Restate word for word every line from the one containing "Query: group of uniformed men" to the last line of the records below.

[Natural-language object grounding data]
+--

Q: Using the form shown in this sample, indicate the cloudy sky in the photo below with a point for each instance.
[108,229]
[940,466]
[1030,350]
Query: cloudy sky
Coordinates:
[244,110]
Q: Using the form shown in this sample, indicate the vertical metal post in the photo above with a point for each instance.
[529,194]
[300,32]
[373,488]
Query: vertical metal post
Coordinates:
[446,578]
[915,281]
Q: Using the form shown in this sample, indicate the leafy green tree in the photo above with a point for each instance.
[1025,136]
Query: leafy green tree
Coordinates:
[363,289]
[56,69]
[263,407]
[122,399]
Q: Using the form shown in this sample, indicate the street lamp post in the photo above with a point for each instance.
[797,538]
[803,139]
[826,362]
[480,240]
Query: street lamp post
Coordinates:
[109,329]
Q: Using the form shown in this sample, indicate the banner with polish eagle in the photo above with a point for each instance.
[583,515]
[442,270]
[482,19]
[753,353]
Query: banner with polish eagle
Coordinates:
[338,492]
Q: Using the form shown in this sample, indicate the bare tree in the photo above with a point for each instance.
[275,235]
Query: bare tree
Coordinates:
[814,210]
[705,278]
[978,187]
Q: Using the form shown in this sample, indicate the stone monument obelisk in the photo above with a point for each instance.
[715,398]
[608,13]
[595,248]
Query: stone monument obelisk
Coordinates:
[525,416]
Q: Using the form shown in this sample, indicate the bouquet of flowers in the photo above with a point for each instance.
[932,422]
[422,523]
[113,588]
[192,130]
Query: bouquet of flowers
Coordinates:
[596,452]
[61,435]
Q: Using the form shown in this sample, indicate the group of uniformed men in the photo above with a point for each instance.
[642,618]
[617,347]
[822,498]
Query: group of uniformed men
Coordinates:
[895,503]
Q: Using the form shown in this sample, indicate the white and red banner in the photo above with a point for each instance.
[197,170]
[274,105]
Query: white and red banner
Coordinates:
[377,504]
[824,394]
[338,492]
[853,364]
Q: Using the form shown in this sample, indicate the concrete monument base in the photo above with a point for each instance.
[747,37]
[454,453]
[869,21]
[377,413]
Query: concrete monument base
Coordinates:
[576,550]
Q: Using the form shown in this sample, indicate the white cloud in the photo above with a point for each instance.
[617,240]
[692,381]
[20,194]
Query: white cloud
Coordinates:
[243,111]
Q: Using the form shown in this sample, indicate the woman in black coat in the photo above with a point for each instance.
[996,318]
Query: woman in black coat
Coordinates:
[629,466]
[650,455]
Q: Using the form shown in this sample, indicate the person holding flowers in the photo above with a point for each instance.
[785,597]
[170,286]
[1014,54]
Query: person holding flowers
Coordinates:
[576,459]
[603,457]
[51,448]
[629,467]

+--

== Written response ==
Query: group of uniformed men
Coordinates:
[895,503]
Q: Using the form shown in this sample, indicate the white and red banner in the photo above with a point for each instance.
[197,170]
[274,105]
Query: white and red banner
Coordinates:
[377,504]
[824,394]
[338,492]
[853,364]
Q: Using the form shown in this sample, indicate the concrete monument base in the photo above with a point for each instance.
[747,37]
[454,453]
[869,21]
[377,413]
Query: concrete monument base
Coordinates:
[576,550]
Q: Using the form shown in this sample, indicate the white cloud in the photo above with a point for each instance.
[617,240]
[692,381]
[20,194]
Query: white cloud
Coordinates:
[243,111]
Q: Using the form shown in this sample, indicate the woman in black coat in the photo above with a point for each instance.
[996,318]
Query: woman in black coat
Coordinates:
[629,466]
[650,455]
Q: Using the form shown in this sample, indicate the person holding flowers in the photo above with a point for each instance.
[785,597]
[170,286]
[1014,54]
Query: person holding flowers
Coordinates:
[576,459]
[603,457]
[51,448]
[629,467]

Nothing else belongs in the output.